* Qué hacer
Reproduce completas solo las líneas de las entradas comprendidas entre la que contiene "Mark purple scarf in the image above." y la que contiene "[66,89,86,99]", ambas incluidas. Desplaza cada número de las coordenadas sumándole 65.

* Entradas proporcionadas
────────────────────────────────────────
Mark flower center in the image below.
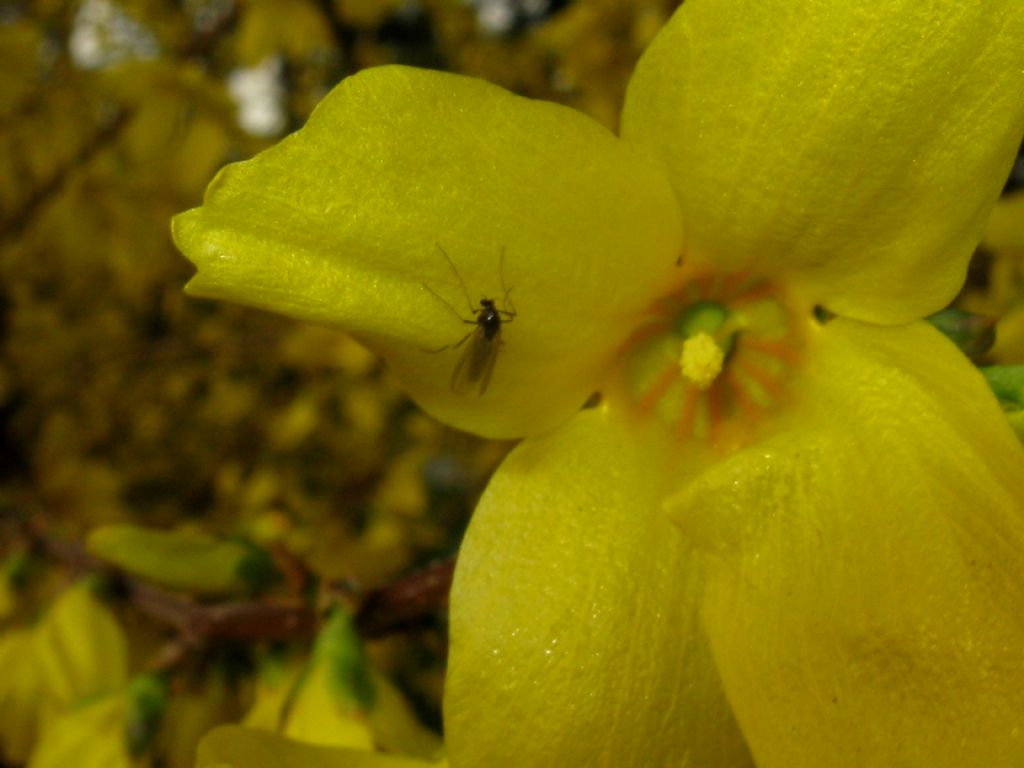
[623,274,803,449]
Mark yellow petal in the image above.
[29,694,139,768]
[34,582,128,708]
[669,319,1024,768]
[174,67,681,436]
[196,725,438,768]
[623,0,1024,323]
[981,191,1024,260]
[444,410,752,768]
[0,629,43,765]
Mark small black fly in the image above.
[423,245,516,395]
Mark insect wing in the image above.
[452,327,502,396]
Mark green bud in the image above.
[980,366,1024,442]
[928,307,995,359]
[315,608,377,712]
[125,675,167,758]
[86,525,281,595]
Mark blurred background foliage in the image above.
[0,0,688,768]
[0,0,1024,768]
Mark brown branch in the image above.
[355,558,455,639]
[11,518,455,648]
[0,110,131,240]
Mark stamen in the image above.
[679,331,725,390]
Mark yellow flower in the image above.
[174,0,1024,768]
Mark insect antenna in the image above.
[498,246,518,317]
[434,243,476,314]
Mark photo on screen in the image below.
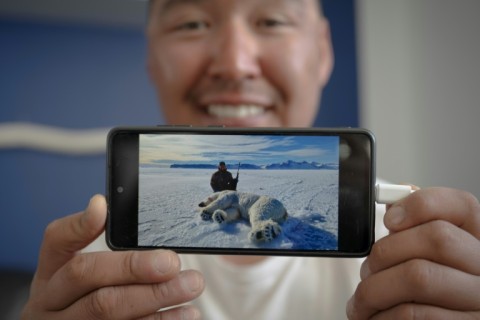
[138,134,340,250]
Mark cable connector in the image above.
[375,183,415,204]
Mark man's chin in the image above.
[197,115,282,127]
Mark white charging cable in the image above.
[375,183,415,204]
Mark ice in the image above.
[138,167,338,250]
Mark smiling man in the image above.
[147,0,333,127]
[19,0,480,320]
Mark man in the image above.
[210,161,238,192]
[20,0,480,319]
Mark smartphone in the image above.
[106,126,375,257]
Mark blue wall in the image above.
[0,0,358,270]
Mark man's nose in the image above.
[208,22,261,80]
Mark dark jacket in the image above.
[210,170,238,192]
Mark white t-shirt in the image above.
[84,205,386,320]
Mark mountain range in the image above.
[170,160,339,170]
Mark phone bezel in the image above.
[106,126,375,257]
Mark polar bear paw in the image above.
[200,210,212,221]
[248,220,282,242]
[212,210,225,223]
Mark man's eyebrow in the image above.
[160,0,206,13]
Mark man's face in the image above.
[147,0,333,127]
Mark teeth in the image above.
[207,104,265,118]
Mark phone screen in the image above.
[109,129,374,256]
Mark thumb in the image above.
[37,195,107,278]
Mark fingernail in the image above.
[385,206,405,228]
[181,306,201,320]
[347,297,355,319]
[180,271,203,292]
[154,252,174,274]
[360,260,372,280]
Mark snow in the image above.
[138,167,338,250]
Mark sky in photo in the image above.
[140,134,339,166]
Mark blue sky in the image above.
[140,134,339,165]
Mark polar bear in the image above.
[198,190,288,242]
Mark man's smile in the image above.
[206,104,267,119]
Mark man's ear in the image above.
[145,44,155,83]
[318,18,335,88]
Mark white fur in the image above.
[199,190,288,242]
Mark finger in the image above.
[347,260,480,319]
[360,220,480,279]
[371,303,480,320]
[139,306,202,320]
[384,188,480,239]
[59,270,204,320]
[36,195,107,279]
[44,250,180,310]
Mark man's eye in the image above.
[258,19,286,28]
[177,21,209,30]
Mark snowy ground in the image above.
[138,168,338,250]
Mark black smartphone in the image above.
[106,126,375,257]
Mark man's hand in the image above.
[347,188,480,319]
[22,196,204,320]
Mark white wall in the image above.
[356,0,480,197]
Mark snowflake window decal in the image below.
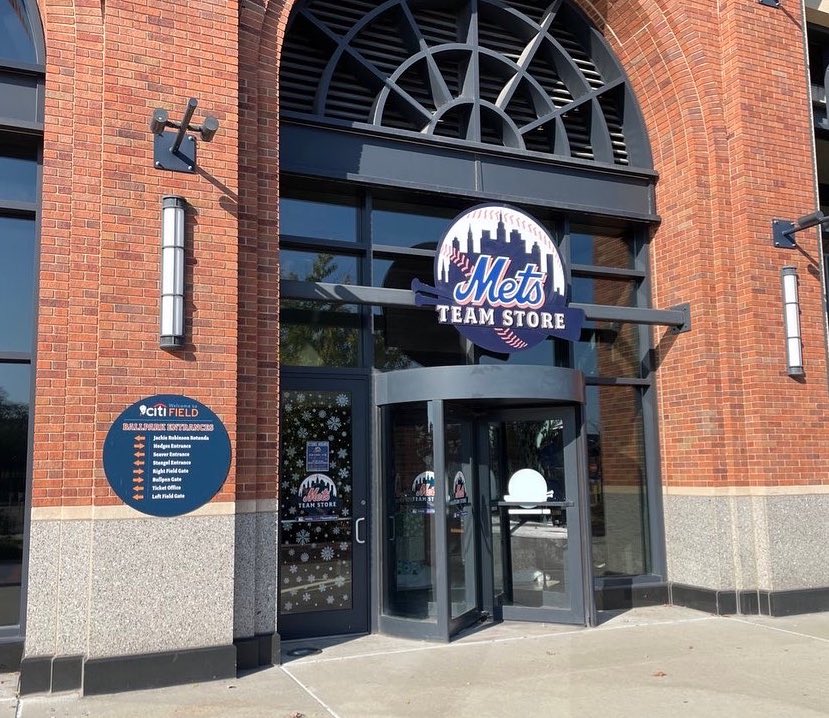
[280,0,651,167]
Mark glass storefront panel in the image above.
[0,363,31,625]
[371,256,435,289]
[384,402,437,621]
[279,391,354,614]
[585,386,650,576]
[279,249,359,284]
[279,192,359,242]
[279,299,362,367]
[444,404,478,618]
[570,226,636,269]
[0,216,35,352]
[372,307,466,371]
[490,418,577,608]
[0,138,37,203]
[570,277,638,307]
[371,200,459,249]
[573,321,642,378]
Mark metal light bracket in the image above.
[670,302,691,334]
[150,97,219,174]
[771,219,797,249]
[771,210,829,249]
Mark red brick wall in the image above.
[33,0,243,507]
[586,0,829,487]
[34,0,829,506]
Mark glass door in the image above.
[278,376,369,639]
[486,407,585,624]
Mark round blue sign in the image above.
[104,394,230,516]
[412,205,584,353]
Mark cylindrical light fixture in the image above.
[780,267,805,376]
[161,195,187,349]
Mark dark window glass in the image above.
[371,202,460,249]
[570,277,638,307]
[371,256,435,289]
[573,322,642,378]
[0,216,35,352]
[585,386,650,576]
[383,402,437,622]
[279,249,359,284]
[0,0,37,63]
[570,227,635,269]
[373,307,466,371]
[279,195,358,242]
[0,363,31,625]
[0,138,37,205]
[279,300,360,367]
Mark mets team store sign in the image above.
[412,205,584,353]
[104,394,230,516]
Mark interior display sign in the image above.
[104,394,230,516]
[412,205,584,353]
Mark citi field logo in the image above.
[412,205,584,353]
[138,401,199,419]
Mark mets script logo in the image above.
[412,205,584,353]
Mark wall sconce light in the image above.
[771,210,829,249]
[150,97,219,174]
[161,195,187,349]
[780,267,805,377]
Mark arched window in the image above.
[279,0,664,635]
[281,0,651,167]
[0,0,44,636]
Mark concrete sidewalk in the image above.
[9,606,829,718]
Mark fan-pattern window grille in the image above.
[280,0,650,167]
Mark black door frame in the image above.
[372,365,595,641]
[276,370,372,640]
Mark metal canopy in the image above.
[281,279,691,331]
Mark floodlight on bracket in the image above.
[771,210,829,249]
[150,97,219,174]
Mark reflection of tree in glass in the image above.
[280,253,360,366]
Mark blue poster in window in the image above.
[305,441,331,473]
[104,394,230,516]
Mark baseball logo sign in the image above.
[412,205,584,353]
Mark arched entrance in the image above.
[279,0,677,639]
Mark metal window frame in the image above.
[0,0,46,641]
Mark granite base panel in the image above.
[593,583,669,611]
[669,583,829,616]
[19,634,280,695]
[233,633,282,671]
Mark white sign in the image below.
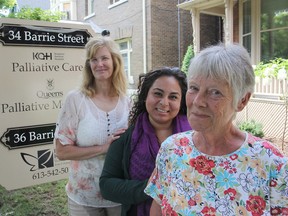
[0,18,96,190]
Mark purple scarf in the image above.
[129,112,191,216]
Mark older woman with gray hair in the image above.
[145,44,288,216]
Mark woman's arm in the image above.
[150,200,162,216]
[55,128,126,160]
[100,128,149,204]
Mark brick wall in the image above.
[77,0,192,88]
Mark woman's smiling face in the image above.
[186,77,235,132]
[145,76,182,126]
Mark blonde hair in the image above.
[81,36,127,97]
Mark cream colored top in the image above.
[55,90,131,207]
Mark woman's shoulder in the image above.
[247,133,284,157]
[161,130,193,148]
[66,89,86,99]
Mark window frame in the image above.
[116,38,134,84]
[108,0,128,9]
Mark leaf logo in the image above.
[20,149,54,171]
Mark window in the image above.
[117,39,134,84]
[108,0,128,9]
[260,0,288,61]
[241,0,288,64]
[85,0,95,19]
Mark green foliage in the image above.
[238,120,264,138]
[181,44,194,74]
[0,0,16,9]
[254,58,288,79]
[9,7,63,22]
[0,180,68,216]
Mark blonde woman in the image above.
[55,37,130,216]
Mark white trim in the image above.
[116,38,134,84]
[108,0,128,9]
[84,13,95,20]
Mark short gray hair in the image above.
[187,43,255,109]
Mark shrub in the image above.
[181,44,194,74]
[238,120,264,138]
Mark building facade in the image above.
[77,0,193,88]
[178,0,288,64]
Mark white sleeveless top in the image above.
[55,90,131,207]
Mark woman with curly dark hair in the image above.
[100,67,191,216]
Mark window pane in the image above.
[261,0,288,30]
[121,53,128,76]
[119,42,128,50]
[243,0,251,34]
[261,0,288,61]
[243,35,251,54]
[261,29,288,62]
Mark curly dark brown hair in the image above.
[129,67,187,125]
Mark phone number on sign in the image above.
[32,167,69,180]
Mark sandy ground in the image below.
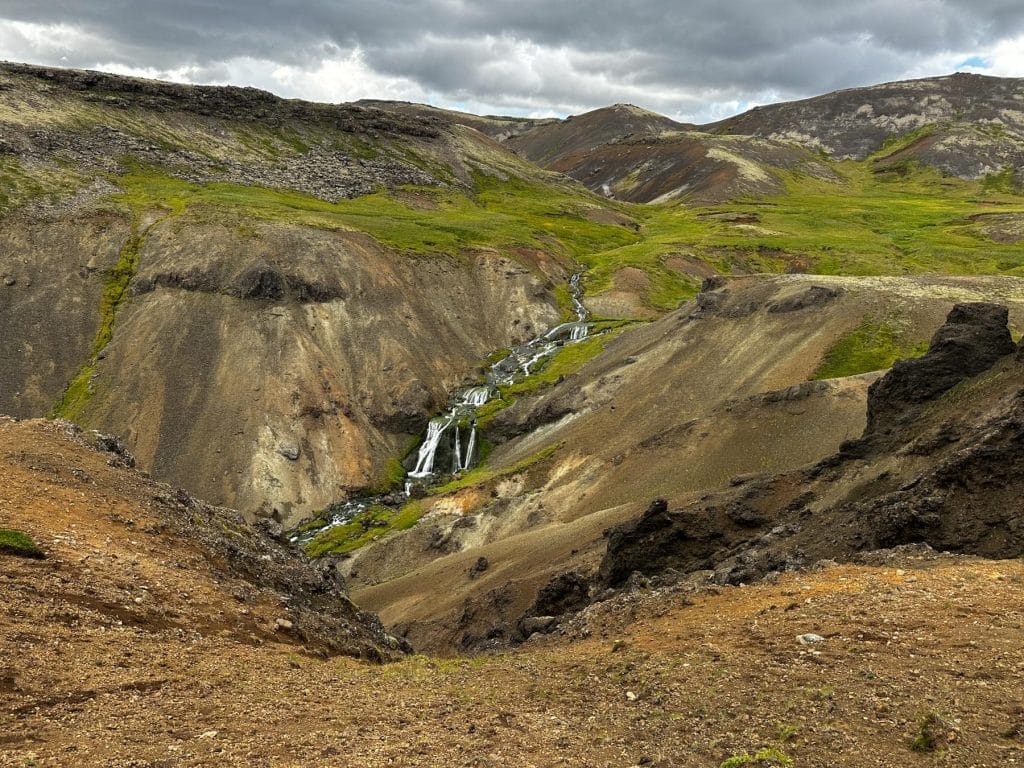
────────────────────────────────────────
* Solución del ejercicio
Mark purple scarf in the image above.
[194,177,256,281]
Mark older woman with gray hair in the image above.
[210,109,353,281]
Mark woman's arm in the image above.
[215,265,227,281]
[120,193,191,225]
[165,193,214,269]
Mark brick wall in the image above.
[142,65,257,153]
Mark woman's smiling face in the image above.
[251,142,300,197]
[210,141,247,191]
Mark blonde hair in the image above.
[146,101,192,162]
Mark cream colored top in the image above.
[120,155,196,272]
Mark woman's shoulder in the image above.
[312,198,349,222]
[226,195,258,213]
[131,154,151,164]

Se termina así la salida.